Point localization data
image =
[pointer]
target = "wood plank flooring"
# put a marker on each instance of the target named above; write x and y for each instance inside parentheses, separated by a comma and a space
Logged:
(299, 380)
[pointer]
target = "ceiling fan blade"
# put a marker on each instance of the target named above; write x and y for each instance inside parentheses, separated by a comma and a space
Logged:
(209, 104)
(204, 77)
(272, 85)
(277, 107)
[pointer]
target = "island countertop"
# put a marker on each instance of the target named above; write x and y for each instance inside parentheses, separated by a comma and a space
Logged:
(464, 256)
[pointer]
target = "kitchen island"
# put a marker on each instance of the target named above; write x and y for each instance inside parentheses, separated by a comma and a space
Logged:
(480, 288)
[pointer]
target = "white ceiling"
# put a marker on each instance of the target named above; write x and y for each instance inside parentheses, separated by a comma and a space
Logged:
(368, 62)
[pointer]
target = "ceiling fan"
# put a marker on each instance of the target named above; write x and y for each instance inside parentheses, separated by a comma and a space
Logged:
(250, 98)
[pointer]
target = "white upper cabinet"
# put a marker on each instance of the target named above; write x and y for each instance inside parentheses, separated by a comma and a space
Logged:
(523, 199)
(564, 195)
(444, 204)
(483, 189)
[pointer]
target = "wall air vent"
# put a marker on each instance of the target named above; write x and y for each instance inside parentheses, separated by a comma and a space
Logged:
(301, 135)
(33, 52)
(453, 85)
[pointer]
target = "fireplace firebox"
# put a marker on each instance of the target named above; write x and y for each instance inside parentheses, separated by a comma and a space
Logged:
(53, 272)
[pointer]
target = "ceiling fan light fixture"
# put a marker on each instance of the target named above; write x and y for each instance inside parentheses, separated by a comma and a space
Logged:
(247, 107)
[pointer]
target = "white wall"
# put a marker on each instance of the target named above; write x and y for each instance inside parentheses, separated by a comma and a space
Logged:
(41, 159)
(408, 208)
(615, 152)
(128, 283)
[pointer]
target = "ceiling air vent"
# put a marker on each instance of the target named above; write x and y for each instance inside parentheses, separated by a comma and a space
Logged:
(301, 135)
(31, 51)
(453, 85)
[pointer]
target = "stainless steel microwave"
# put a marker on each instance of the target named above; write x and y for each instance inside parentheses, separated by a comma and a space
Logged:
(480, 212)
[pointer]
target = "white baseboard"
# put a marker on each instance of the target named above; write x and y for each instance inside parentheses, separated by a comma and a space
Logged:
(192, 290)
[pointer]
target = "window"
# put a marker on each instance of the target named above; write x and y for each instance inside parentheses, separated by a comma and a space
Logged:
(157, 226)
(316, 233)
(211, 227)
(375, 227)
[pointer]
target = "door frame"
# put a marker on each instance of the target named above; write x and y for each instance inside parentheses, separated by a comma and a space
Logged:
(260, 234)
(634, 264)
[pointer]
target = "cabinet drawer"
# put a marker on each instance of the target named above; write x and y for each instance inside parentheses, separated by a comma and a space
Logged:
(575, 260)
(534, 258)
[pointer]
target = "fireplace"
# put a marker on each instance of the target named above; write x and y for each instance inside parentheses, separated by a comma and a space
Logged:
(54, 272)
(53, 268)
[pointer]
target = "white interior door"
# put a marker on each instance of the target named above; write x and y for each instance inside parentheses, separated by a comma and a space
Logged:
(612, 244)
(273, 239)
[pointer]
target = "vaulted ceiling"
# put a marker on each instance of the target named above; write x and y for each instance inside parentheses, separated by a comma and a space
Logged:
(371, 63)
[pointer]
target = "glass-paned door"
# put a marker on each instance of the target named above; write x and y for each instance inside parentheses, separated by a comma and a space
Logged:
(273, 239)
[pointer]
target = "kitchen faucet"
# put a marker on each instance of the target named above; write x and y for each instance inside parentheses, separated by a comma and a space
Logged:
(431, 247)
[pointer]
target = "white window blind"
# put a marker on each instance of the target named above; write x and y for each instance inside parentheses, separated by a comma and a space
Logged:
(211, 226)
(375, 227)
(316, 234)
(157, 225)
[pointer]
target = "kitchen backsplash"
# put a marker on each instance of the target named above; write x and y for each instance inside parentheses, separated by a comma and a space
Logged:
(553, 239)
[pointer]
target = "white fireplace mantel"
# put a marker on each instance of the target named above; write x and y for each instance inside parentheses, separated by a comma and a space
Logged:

Task statement:
Repeat the entries above exactly, leaving nothing out.

Output below:
image =
[pointer]
target = "wood plank flooring"
# put a marker on each instance of the target named above; write x and y for each instance inside parentheses, separated by a comma and a space
Logged:
(299, 380)
[pointer]
target = "ceiling fan blade"
# put a marker on each instance of the target named above; write x and y for each instance inside parentheses, separated by a comma and a space
Logged:
(209, 104)
(204, 77)
(272, 85)
(277, 107)
[pointer]
target = "island countertop"
# put a marker on each instance of the target named above; write x and y for each instance inside parentheses, separated by a comma and a space
Logged:
(464, 256)
[pointer]
target = "kitchen island"
# put a marker on each instance of the target named above; write x and y for each instance inside parentheses, separated by a comma and a space
Logged:
(480, 288)
[pointer]
target = "white ceiling"
# put a marker on each instance of the target named above; write x and y for each instance inside parentheses, separated by a comma and a space
Logged:
(368, 62)
[pointer]
target = "ceiling fan"
# put a marker on each instance of the target named above; write x and y for each instance inside parentheses, separated by a comma and a space
Logged:
(250, 98)
[pointer]
target = "white upper cabinet"
# put a marker on each instance of the target named above; write x and y for each instance inside parentheses, separated by a comma and a space
Logged:
(523, 199)
(564, 195)
(444, 204)
(483, 189)
[pointer]
target = "wall air vent"
# put a marker on each instance of the target named above; write x and y for each instance inside parentheses, separated by a comma and a space
Logged:
(301, 135)
(33, 52)
(453, 85)
[pointer]
target = "fireplace firebox"
# put a marker on each instance of the target named above; write x and y for each instance inside parentheses, separated by a comma and a space
Logged:
(53, 272)
[pointer]
target = "ceiling fan light fixture"
# put a marker on each instance of the target named above; write x and y for each instance inside parentheses, separated by a comma and a space
Logged:
(247, 107)
[pointer]
target = "white wall"
# put a marker on each instance of the target named above; write x and y for each instance inside parentheses, separated by a comma and a space
Logged:
(41, 159)
(408, 208)
(615, 152)
(128, 283)
[pointer]
target = "ceiling air vent"
# put a marker on each instance of the target named above; write x and y for each instance inside parentheses, separated by a comma and a space
Logged:
(301, 135)
(31, 51)
(453, 85)
[pointer]
target = "stainless steel microwave"
# put a marker on each instance of the target named above; write x and y for each instance inside parentheses, separated by a comma and a space
Logged:
(480, 212)
[pointer]
target = "white baseboard"
# put a marker on each instance of the target named above; write x and y for each instance inside parentheses, separated by a comma and a space
Logged:
(192, 290)
[pointer]
target = "window"
# put a marker on each instance of the target named above; write x and y for each instance inside parentheses, separated by a comma and a space
Logged:
(157, 226)
(316, 233)
(211, 227)
(375, 227)
[pointer]
target = "door frame"
# put a marker on each instance of the target named above; write x and y for each instance inside parentheses, separated by a comma and a space
Logged:
(260, 234)
(634, 264)
[pointer]
target = "cabinet drawer"
# put a marker on each instance of the target named above; write x and y for each instance inside parentheses, separated by a comma and a space
Logged:
(575, 260)
(534, 258)
[pointer]
target = "fireplace"
# put a marker on each instance of the target named above; write x and y for each instance inside parentheses, separated by a comma and a space
Logged:
(54, 272)
(53, 268)
[pointer]
target = "white interior door"
# put a marker on each instance of the target named above; write x and y for each instance inside parentheses, separated by a comma and a space
Logged:
(612, 244)
(273, 239)
[pointer]
target = "vaulted ceiling"
# put a marker on each instance of the target named above; write x and y for each instance inside parentheses, separated by a comma and a space
Logged:
(371, 63)
[pointer]
target = "glass-paned door"
# put a marker on each instance of the target named above; write x and y for each instance inside parentheses, separated by a comma and a space
Logged:
(273, 239)
[pointer]
target = "kitchen faucet"
# put a marker on each instance of the target named above; write x and y for each instance inside parentheses, separated by a comma and a space
Logged:
(431, 247)
[pointer]
target = "white window blind"
# put a marker on each instance of the target named above; write x and y for each instance inside parentheses, separated by a comma and a space
Logged:
(211, 226)
(375, 227)
(316, 234)
(157, 225)
[pointer]
target = "kitchen backsplash"
# put a marker on each instance of the target named above; write x and y for each instance inside parentheses, separated by a comma and a space
Logged:
(553, 239)
[pointer]
target = "white fireplace mantel"
# put a marker on each instance of the target named above; write x and y for each instance inside parentheses, separated by a comma and a space
Logged:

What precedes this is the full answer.